(Work instructions):
Count the lines in the data below that contain the string "pairs", treating uppercase and lowercase as different. Reply with the number only.

(Records provided):
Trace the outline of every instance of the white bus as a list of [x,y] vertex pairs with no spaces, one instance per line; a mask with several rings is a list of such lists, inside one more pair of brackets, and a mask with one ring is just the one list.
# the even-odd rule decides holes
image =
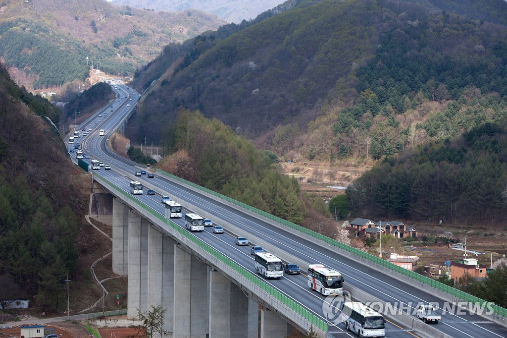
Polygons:
[[137,194],[142,193],[142,183],[137,181],[130,181],[130,193]]
[[173,200],[167,200],[164,205],[166,218],[179,218],[182,217],[182,205]]
[[281,260],[269,252],[256,254],[255,269],[265,278],[280,278],[283,276]]
[[360,337],[383,337],[385,320],[380,314],[358,301],[342,305],[343,321],[347,331],[353,331]]
[[100,162],[97,160],[92,160],[92,169],[97,170],[100,168]]
[[197,214],[185,214],[185,227],[191,231],[203,231],[204,219]]
[[343,277],[339,271],[311,264],[308,265],[308,286],[323,296],[342,294],[343,291]]

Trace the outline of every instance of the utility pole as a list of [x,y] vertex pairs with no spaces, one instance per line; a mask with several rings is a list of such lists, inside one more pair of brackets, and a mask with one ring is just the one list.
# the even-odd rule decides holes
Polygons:
[[68,282],[70,281],[70,280],[68,279],[68,274],[67,274],[67,279],[64,281],[67,282],[67,320],[70,320],[70,312],[68,301]]

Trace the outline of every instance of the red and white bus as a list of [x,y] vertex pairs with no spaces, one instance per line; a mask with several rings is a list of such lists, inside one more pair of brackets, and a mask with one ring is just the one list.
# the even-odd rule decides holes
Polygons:
[[343,277],[339,271],[320,264],[311,264],[308,265],[308,286],[323,296],[342,294]]

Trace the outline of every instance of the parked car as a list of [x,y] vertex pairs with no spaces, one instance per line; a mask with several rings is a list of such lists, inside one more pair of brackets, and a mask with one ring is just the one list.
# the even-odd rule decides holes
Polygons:
[[213,227],[213,233],[224,233],[224,228],[220,225],[215,225]]
[[250,254],[254,256],[261,252],[264,252],[264,249],[262,248],[262,247],[252,247],[252,248],[250,249]]
[[248,245],[248,240],[245,237],[236,237],[235,242],[236,245]]
[[293,263],[283,264],[283,272],[288,275],[299,275],[301,272],[299,266]]

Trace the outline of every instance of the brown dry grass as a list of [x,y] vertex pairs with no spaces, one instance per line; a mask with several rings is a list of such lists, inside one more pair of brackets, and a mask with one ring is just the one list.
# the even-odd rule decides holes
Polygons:
[[130,140],[124,135],[115,132],[107,139],[107,146],[120,156],[128,158],[127,145],[130,142]]

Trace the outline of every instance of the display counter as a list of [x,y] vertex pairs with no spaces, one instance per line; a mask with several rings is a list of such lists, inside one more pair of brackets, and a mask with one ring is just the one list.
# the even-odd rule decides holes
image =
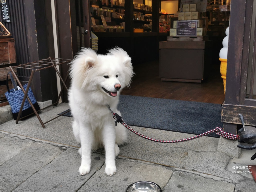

(Correct answer):
6